EXCERPTED PASSAGE:
——
The LMH rules, as published, suggested that a manufacturer had two choices on tyre size: 31cm all round or 29cm front and 34cm rear. But that wasn’t actually the case, explains Jansonnie. Peugeot discussed the possibility of running the 29/34 option with rulemakers the FIA and the Automobile Club de l’Ouest, but was told that a four-wheel-drive hybrid as the 9X8 was always going to be had to go with 31/31. The second option was reserved for two-wheel-drive machinery, non-hybrid LMHs and the LMDhs.

That changed during the so-called convergence process. Now all new cars have to run 29/34, unless they were homologated and raced prior to this season. Toyota swapped from 31/31 to 29/34 with its GR010 HYBRID for the 2022 season, citing compromised weight distribution being to the detriment of tyre life. The same move for Peugeot wasn’t possible courtesy of its unusual concept. 

“The tyre choice made has driven the complete architecture of the car, including the 50-50 weight distribution and no rear wing,” says Jansonnie. “Why didn’t we change? It’s not just about putting wider rims at the rear and narrower rims at the front and changing the wishbones. It is much bigger than that. The change in rules came too late for us to be ready for racing in 2022.”

The rear wingless wonder 9X8 hasn't proven a hit in the WEC yet

The rear wingless wonder 9X8 hasn't proven a hit in the WEC yet

Photo by: JEP / Motorsport Images

Ask Jansonnie if Peugeot would have pushed on with the 9X8 as it is if it had known how the rules were going to change, and he replies: “That’s a good question. If we’d known what the regulations were going to become, we would probably have done things a bit differently.”

The 9X8 design team identified the 29/34 tyre option had advantages from the get-go, according to Jansonnie: “The fact that 29/34 is generating performance was clear to us, but when we made our choices it was not open to us.”
——
INFORMATION PROVIDED:

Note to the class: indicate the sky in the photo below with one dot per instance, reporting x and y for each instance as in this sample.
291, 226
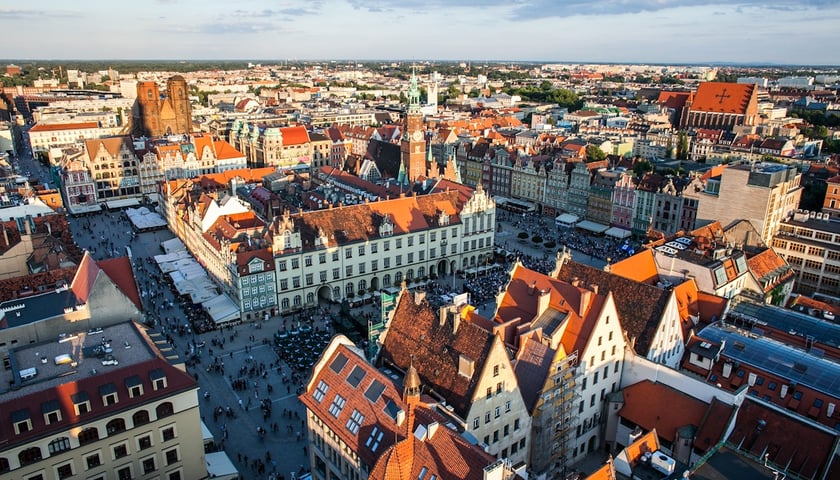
——
STATED TASK 1: In the Peugeot 9X8 tyre passage, rewrite the span from "The LMH rules, as" to "and the LMDhs.", changing "manufacturer" to "constructor".
STATED TASK 2:
Answer these about the Peugeot 9X8 tyre passage:
(a) With which rulemakers did Peugeot discuss running the 29/34 option?
(b) From what tyre sizes to what tyre sizes did Toyota swap its GR010 HYBRID for the 2022 season?
(c) According to Jansonnie, what weight distribution did the tyre choice drive in the 9X8's architecture?

EXERCISE SOLUTION 1:
The LMH rules, as published, suggested that a constructor had two choices on tyre size: 31cm all round or 29cm front and 34cm rear. But that wasn’t actually the case, explains Jansonnie. Peugeot discussed the possibility of running the 29/34 option with rulemakers the FIA and the Automobile Club de l’Ouest, but was told that a four-wheel-drive hybrid as the 9X8 was always going to be had to go with 31/31. The second option was reserved for two-wheel-drive machinery, non-hybrid LMHs and the LMDhs.

EXERCISE SOLUTION 2:
(a) The FIA and the Automobile Club de l'Ouest.
(b) From 31/31 to 29/34.
(c) A 50-50 weight distribution.